Listed records.
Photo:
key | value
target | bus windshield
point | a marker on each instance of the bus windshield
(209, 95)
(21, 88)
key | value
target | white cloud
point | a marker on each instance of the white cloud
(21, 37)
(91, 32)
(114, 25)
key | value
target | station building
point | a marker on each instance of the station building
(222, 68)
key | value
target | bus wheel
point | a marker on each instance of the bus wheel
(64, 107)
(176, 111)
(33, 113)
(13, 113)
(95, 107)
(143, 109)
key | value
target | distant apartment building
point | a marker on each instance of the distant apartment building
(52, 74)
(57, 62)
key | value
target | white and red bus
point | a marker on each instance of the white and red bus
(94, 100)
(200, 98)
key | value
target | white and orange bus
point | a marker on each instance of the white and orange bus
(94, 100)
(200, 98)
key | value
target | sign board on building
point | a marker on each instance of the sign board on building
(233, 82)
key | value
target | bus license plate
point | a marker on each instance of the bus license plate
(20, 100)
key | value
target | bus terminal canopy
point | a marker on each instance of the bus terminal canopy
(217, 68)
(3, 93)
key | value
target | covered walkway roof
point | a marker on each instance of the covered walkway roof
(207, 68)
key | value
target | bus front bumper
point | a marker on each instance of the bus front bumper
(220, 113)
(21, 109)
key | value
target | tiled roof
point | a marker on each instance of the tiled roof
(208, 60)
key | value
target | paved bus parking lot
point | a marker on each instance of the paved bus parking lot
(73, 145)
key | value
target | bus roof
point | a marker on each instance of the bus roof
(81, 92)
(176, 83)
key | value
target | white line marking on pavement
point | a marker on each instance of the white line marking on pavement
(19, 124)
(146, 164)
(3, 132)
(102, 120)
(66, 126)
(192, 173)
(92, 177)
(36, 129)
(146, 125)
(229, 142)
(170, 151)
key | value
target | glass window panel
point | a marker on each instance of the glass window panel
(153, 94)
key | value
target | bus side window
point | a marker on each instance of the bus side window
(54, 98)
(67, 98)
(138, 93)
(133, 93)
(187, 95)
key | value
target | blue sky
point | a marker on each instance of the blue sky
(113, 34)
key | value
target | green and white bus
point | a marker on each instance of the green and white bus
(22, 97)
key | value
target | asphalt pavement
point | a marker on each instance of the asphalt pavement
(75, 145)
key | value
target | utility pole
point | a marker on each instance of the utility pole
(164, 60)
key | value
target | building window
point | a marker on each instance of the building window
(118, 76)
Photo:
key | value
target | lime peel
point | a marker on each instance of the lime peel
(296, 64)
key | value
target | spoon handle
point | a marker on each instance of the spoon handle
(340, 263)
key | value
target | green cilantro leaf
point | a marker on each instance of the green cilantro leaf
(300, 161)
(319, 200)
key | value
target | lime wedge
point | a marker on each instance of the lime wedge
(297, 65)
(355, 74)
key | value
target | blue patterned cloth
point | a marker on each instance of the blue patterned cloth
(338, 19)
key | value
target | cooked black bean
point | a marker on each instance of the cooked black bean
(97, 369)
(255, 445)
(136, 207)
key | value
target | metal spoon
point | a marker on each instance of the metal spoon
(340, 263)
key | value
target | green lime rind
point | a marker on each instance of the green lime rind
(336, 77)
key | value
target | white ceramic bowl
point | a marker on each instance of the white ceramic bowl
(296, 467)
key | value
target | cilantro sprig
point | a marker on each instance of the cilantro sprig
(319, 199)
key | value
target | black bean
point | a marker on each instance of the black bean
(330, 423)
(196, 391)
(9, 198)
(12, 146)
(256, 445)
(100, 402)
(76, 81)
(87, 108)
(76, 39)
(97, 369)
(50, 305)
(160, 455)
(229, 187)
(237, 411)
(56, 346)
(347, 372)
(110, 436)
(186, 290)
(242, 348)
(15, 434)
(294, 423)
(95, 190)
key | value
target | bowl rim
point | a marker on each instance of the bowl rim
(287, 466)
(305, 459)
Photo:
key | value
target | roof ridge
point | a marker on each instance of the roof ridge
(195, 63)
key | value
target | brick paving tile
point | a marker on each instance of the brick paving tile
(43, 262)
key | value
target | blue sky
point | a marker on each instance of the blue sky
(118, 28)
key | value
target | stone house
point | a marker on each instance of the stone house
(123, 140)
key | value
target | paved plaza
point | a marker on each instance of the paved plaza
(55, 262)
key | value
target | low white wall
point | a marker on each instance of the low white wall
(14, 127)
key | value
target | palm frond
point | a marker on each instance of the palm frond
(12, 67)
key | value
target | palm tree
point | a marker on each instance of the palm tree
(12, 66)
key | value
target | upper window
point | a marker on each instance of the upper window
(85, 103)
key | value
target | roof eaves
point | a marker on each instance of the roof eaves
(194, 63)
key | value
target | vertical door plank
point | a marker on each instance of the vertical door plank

What is being asked. Restate the records in full, keeping every word as it is.

Result below.
Photo:
key | value
target | bus windshield
point | a marker on each instance of the bus windshield
(209, 95)
(21, 88)
key | value
target | white cloud
point | a marker on each instance of the white cloud
(21, 37)
(91, 32)
(114, 25)
key | value
target | station building
point | a marker on each instance of the station building
(222, 68)
key | value
target | bus wheel
point | a marker on each instance of the bus wheel
(64, 107)
(176, 111)
(33, 113)
(13, 113)
(95, 107)
(143, 109)
key | value
target | distant apartment building
point | a marker on each instance of the distant apartment building
(52, 74)
(57, 62)
key | value
target | white and red bus
point | a marker on each instance of the white and red bus
(94, 100)
(200, 98)
key | value
target | white and orange bus
point | a marker on each instance of the white and orange bus
(94, 100)
(200, 98)
key | value
target | sign board on building
point | a marker on each instance of the sign board on building
(233, 82)
key | value
target | bus license plate
point | a marker on each instance of the bus license plate
(20, 100)
key | value
target | bus terminal canopy
point | a marker on each instance of the bus terminal canopy
(217, 68)
(3, 93)
key | value
target | covered walkway roof
point | a marker on each instance of the covered walkway roof
(207, 68)
key | value
target | bus front bumper
point | a marker on each instance of the bus front bumper
(220, 113)
(21, 109)
key | value
target | tiled roof
point | a marker on each instance of the tiled roof
(208, 60)
key | value
target | paved bus parking lot
point | a marker on each instance of the paved bus parking lot
(73, 145)
key | value
target | bus roof
point | a marker on each instance of the bus roof
(81, 92)
(176, 83)
key | value
target | white line marking on pavement
point | a marker on each instance of the white line marking on pavement
(19, 124)
(146, 164)
(3, 132)
(102, 120)
(66, 126)
(192, 173)
(92, 177)
(36, 129)
(146, 125)
(229, 142)
(170, 151)
key | value
target | glass window panel
point | a marker on each instance of the glass window panel
(153, 94)
key | value
target | bus side window
point | a marker on each instance of the bus side window
(54, 98)
(67, 98)
(138, 93)
(133, 93)
(187, 95)
key | value
target | blue sky
point | a marker on each instance of the blue sky
(113, 34)
key | value
target | green and white bus
point | a marker on each instance of the green and white bus
(22, 97)
key | value
target | asphalt pavement
point | a marker on each instance of the asphalt pavement
(75, 145)
key | value
target | utility pole
point | a marker on each instance of the utility pole
(164, 60)
key | value
target | building window
point | a marker on each instance of the building window
(118, 76)
Photo:
key | value
target | lime peel
point | a marker on each instance of the lime peel
(296, 64)
key | value
target | spoon handle
point | a marker on each instance of the spoon handle
(340, 263)
key | value
target | green cilantro leaf
point | a marker on each instance of the green cilantro leaf
(300, 161)
(319, 200)
key | value
target | lime wedge
point | a marker on each instance of the lime wedge
(297, 65)
(355, 74)
key | value
target | blue patterned cloth
point | a marker on each instance of the blue patterned cloth
(338, 19)
key | value
target | cooked black bean
point | a marker on each instance of the cooked black bean
(97, 369)
(255, 445)
(136, 207)
key | value
target | metal spoon
point | a marker on each instance of the metal spoon
(340, 263)
key | value
target | green lime rind
point | a marker on each instance of the green lime rind
(336, 77)
key | value
target | white ceramic bowl
point | a marker on each instance of the white ceramic bowl
(296, 467)
key | value
target | cilantro sprig
point | a marker on each instance of the cilantro sprig
(319, 199)
key | value
target | black bean
point | a marker on each instance of the black bean
(330, 423)
(196, 391)
(9, 198)
(12, 146)
(256, 445)
(100, 402)
(76, 81)
(87, 108)
(76, 39)
(97, 369)
(50, 305)
(160, 455)
(229, 187)
(237, 411)
(56, 346)
(347, 372)
(110, 436)
(186, 290)
(242, 348)
(15, 434)
(294, 423)
(95, 190)
key | value
target | bowl rim
point | a marker on each instance of the bowl rim
(287, 466)
(305, 459)
Photo:
key | value
target | roof ridge
point | a marker on each instance of the roof ridge
(195, 63)
key | value
target | brick paving tile
point | a marker on each instance of the brick paving tile
(43, 262)
key | value
target | blue sky
point | a marker on each instance of the blue sky
(118, 28)
key | value
target | stone house
point | a marker on each instance of the stone house
(123, 140)
key | value
target | paved plaza
point | a marker on each instance of the paved plaza
(55, 262)
key | value
target | low white wall
point | a marker on each instance of the low white wall
(14, 127)
key | value
target | palm frond
point | a marker on each instance of the palm frond
(12, 67)
key | value
target | palm tree
point | a marker on each instance of the palm tree
(12, 66)
key | value
target | upper window
point | a marker on each instance of the upper window
(85, 103)
key | value
target | roof eaves
point | a marker on each instance of the roof eaves
(194, 63)
key | value
target | vertical door plank
point | a marker on each instance of the vertical door plank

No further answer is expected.